** Descripción del ejercicio **
Transcribe completo el fragmento sobre la muerte del rey, sin alterar ni una palabra.

Nadie quería hablar de ello
El 27 de enero de 1547, parecía más que evidente que el rey no permanecería mucho más tiempo en este mundo. Sin embargo, predecir su muerte era considerado traición, así que sus médicos no se atrevieron a anticiparle su inminente final.
Sería su leal mozo de cuadra el único con valor para adelantarle que se estaba muriendo, además de recordarle que, como cualquier otro hombre, quizá debería arrepentirse de sus pecados como buen cristiano. Se llamó al arzobispo de Canterbury para que confesara al rey y el 28 de enero, poco después de las 2 de la madrugada, fallecía en el palacio de Whitehall.

** Los datos **
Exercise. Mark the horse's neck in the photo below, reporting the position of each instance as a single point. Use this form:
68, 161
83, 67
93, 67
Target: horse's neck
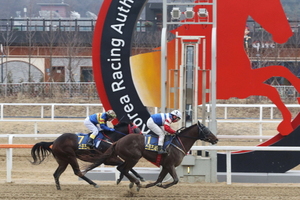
114, 136
187, 141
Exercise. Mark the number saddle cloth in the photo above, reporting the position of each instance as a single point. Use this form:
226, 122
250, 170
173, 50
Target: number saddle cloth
151, 141
83, 138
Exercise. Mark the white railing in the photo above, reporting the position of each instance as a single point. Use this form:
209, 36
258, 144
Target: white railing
228, 149
225, 106
42, 105
53, 118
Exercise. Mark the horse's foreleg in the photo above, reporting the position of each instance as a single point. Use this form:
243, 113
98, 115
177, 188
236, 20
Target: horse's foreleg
77, 172
173, 173
132, 179
160, 178
60, 169
137, 175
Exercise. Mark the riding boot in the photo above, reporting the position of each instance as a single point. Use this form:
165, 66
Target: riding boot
90, 143
161, 150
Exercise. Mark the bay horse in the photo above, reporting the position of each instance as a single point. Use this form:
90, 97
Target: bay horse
132, 147
65, 151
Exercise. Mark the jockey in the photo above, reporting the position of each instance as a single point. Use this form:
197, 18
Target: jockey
160, 122
98, 118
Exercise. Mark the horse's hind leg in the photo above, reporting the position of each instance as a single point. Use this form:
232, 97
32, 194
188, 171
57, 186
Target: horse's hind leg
60, 169
160, 178
120, 168
125, 170
137, 175
77, 172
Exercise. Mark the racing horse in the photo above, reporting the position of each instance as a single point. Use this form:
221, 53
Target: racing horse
132, 147
65, 150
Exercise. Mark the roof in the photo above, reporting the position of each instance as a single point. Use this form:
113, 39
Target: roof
52, 4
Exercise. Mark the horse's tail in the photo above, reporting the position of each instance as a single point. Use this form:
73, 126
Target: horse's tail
107, 154
40, 151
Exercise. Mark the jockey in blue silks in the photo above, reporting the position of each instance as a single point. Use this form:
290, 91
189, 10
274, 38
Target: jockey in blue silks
92, 121
160, 122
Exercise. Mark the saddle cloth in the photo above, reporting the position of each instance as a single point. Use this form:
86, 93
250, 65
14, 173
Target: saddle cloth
83, 138
151, 142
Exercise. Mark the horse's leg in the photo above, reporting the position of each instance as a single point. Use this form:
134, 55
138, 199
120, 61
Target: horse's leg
77, 172
137, 175
173, 173
160, 178
120, 164
125, 170
62, 165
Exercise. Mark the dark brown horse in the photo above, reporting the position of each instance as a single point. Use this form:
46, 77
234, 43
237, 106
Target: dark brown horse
132, 147
65, 150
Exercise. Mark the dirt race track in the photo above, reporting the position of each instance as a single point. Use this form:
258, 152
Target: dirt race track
36, 182
108, 190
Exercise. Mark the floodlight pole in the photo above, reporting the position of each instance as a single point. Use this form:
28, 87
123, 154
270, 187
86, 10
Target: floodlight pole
163, 58
1, 49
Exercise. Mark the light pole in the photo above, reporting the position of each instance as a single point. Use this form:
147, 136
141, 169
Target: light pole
1, 49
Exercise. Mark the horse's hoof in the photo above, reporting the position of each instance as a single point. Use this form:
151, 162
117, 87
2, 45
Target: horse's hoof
159, 185
131, 185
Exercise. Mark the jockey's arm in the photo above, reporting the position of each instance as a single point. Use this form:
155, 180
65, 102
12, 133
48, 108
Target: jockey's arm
168, 127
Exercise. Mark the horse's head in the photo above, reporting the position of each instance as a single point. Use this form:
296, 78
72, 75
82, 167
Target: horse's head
206, 135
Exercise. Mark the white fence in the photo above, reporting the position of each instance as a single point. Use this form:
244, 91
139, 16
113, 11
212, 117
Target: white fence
54, 118
228, 149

** Respuesta del ejercicio **
Nadie quería hablar de ello
El 27 de enero de 1547, parecía más que evidente que el rey no permanecería mucho más tiempo en este mundo. Sin embargo, predecir su muerte era considerado traición, así que sus médicos no se atrevieron a anticiparle su inminente final.
Sería su leal mozo de cuadra el único con valor para adelantarle que se estaba muriendo, además de recordarle que, como cualquier otro hombre, quizá debería arrepentirse de sus pecados como buen cristiano. Se llamó al arzobispo de Canterbury para que confesara al rey y el 28 de enero, poco después de las 2 de la madrugada, fallecía en el palacio de Whitehall.